Data listing:
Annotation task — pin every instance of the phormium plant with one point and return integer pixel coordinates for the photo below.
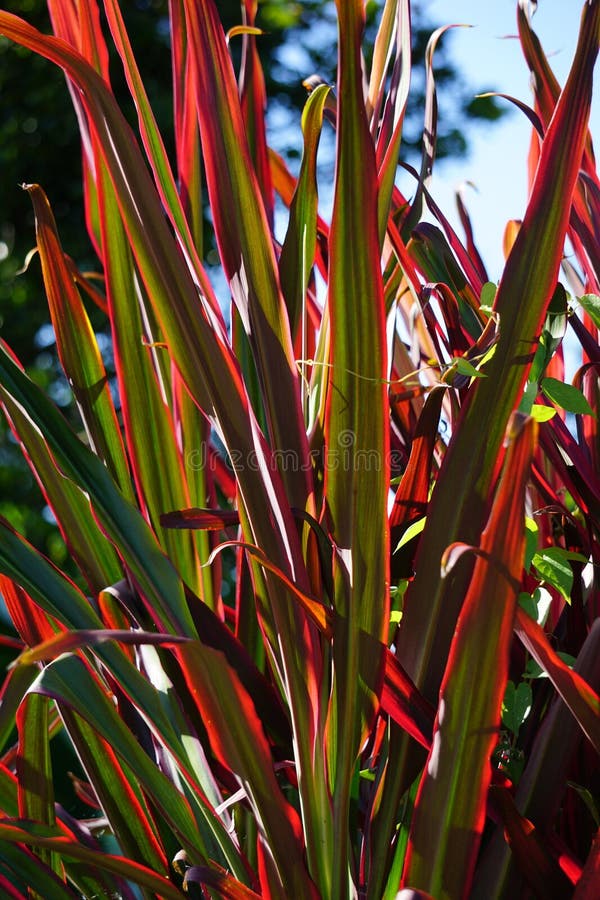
(399, 695)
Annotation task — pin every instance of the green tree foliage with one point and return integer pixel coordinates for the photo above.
(40, 143)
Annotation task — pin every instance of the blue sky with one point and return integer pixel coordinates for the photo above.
(497, 161)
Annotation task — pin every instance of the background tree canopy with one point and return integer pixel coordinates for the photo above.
(40, 143)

* **Work to do**
Extract the full listing above verbatim; pictures are to be left out of the copy.

* **Answer to the task**
Annotation task — pin every instance of the phormium plant with one point and return integer pixel coordinates for the photo below.
(399, 695)
Annotation task — pin every instance of the green tree foliage with one point and return integer pixel coordinates for the photo above.
(40, 143)
Annotation task — pin every instance of the blue sky with one point and return integer pixel coordinates for the photo above.
(497, 161)
Annotation task — pin every instance of the background tree canopy with one point and return integer pixel coordinates for the photo above.
(40, 143)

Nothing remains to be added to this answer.